TEXT BLOCK
/---

Scientific classification
- Kingdom: Plantae
- Clade: Tracheophytes
- Clade: Angiosperms
- Clade: Eudicots
- Clade: Asterids
- Order: Cornales
- Family: Loasaceae
- Genus: Mentzelia
- Species: M. multiflora
- Binomial name: Mentzelia multiflora (Nutt.) A.Gray
- Synonyms: List Bartonia multiflora ; Hesperaster multiflorus ; Mentzelia lutea ; Mentzelia pumila var. multiflora ; Nuttallia lutea ; Nuttallia multiflora ; Touterea lutea ; Touterea multiflora ; ;

= Mentzelia multiflora =

- Genus: Mentzelia
- Species: multiflora
- Authority: (Nutt.) A.Gray
- Synonyms: Collapsible list |

Plant species in the stickleaf family

Mentzelia multiflora, commonly known as Adonis blazingstar, Adonis stickleaf, desert blazingstar, prairie stickleaf and manyflowered mentzelia is a herbaceous perennial wildflower of the family Loasaceae.

==Distribution==
Mentzelia multiflora is found in the western United States and northwestern Mexico: from Montana and North Dakota in the Great Plains; south to Texas and Southern California; and into Sonora and Chihuahua.

This species prefers dry, sandy, well-drained soil. They require direct sunlight and are not found growing in the shade.

==Description==
Mentzelia multiflora grows to about 2–2.5 ft tall. It has shiny white stems and numerous branches. Its sticky, bright green leaves are covered with hairs containing minute barbs.

\---

WHAT YOU NEED TO DO
A – What common names does the Mentzelia multiflora article give for the plant?
B – Can you go on with the Mentzelia multiflora article from where it stops?

SUPPLIED INFORMATION

/---

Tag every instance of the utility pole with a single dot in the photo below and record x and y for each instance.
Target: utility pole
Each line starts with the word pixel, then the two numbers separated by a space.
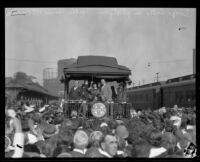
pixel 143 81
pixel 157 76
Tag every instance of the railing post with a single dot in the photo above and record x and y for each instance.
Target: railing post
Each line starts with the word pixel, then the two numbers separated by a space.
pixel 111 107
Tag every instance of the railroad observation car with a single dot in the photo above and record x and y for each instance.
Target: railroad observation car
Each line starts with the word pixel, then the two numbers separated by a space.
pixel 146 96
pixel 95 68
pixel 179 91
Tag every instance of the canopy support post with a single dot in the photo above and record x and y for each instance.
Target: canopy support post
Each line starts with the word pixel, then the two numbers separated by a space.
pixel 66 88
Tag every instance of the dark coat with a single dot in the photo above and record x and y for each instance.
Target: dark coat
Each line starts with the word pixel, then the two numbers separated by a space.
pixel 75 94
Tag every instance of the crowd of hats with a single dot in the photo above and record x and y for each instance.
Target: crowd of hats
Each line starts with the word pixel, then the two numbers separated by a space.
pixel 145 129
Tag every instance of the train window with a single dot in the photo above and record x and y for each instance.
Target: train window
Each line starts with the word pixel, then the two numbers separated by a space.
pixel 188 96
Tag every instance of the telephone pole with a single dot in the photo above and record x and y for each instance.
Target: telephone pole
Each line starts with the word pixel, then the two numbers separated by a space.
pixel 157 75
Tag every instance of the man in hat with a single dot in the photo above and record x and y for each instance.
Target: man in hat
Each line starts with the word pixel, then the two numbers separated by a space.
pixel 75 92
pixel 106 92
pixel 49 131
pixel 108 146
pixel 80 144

\---
/---

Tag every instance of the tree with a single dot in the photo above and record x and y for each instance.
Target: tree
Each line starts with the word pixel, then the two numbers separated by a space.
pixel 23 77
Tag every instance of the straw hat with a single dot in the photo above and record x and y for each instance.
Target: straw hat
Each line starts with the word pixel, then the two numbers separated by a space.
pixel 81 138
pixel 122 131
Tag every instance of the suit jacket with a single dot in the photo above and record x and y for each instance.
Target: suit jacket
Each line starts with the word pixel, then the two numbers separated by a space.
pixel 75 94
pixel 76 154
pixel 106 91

\---
/---

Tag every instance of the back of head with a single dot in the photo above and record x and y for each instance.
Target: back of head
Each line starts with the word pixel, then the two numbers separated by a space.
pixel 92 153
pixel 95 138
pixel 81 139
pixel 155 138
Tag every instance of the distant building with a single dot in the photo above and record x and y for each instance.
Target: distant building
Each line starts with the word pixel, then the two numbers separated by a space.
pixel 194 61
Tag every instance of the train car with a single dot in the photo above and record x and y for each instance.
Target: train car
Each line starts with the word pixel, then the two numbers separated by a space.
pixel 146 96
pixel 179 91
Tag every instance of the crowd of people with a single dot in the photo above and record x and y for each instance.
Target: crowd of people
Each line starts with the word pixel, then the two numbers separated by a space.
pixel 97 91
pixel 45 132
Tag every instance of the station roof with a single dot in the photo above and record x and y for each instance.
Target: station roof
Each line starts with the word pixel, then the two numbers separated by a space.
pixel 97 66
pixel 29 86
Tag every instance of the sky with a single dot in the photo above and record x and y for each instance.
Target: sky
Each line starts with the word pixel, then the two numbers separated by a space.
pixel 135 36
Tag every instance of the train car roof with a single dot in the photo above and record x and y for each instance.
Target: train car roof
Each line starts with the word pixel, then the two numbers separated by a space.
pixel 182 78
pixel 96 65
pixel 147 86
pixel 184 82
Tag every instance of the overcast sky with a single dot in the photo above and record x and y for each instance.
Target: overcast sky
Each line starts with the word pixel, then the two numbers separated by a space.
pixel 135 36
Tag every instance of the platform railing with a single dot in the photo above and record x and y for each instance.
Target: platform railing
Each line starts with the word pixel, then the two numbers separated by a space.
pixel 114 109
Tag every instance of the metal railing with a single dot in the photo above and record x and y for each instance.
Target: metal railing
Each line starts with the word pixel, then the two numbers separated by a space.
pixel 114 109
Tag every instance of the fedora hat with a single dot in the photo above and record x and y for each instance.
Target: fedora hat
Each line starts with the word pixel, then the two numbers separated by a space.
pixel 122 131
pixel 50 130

\---

EXPECTED RESPONSES
A – Adonis blazingstar, Adonis stickleaf, desert blazingstar, prairie stickleaf, manyflowered mentzelia

B –
The flowers are around 5 cm in diameter, are yellow in colour and normally have ten petals. The flowers open in late afternoon and close in the morning. The flowers are hermaphrodite and flower from March to October. The plant does not live for more than three years.

===Varieties===
Varieties of Mentzelia multiflora include:
- Mentzelia multiflora var. integra — M.E. Jones
- Mentzelia multiflora var. longiloba — (J. Darl.) Kartesz
- Mentzelia multiflora var. multiflora

===Taxonomy===
Mentzelia multiflora was first described by the botanists Thomas Nuttall and Asa Gray. It is a "blazingstar" and is a member of the genus Mentzelia, the "stickleafs".

==Uses==
- Medicinal
The plant is used by the Native Americans, particularly the Navajo people, as a medicinal plant. It has been used to treat toothache and as a diuretic. The roots and leaves have been used to treat tuberculosis.

- Cultivation
The plant is cultivated as an ornamental plant, used as a wildflower in specialty gardens.